→ Source records:
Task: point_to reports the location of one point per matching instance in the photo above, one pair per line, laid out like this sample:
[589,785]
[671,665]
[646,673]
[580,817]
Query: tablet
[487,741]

→ Your instructions: Update the rows above by changing "photo" to "image" and keep every other part identical.

→ Output of the task:
Task: point_to reports the location of one point per matching instance in the image above, one pair per line, laid out like this sample:
[589,785]
[671,665]
[646,673]
[580,817]
Query: tablet
[487,741]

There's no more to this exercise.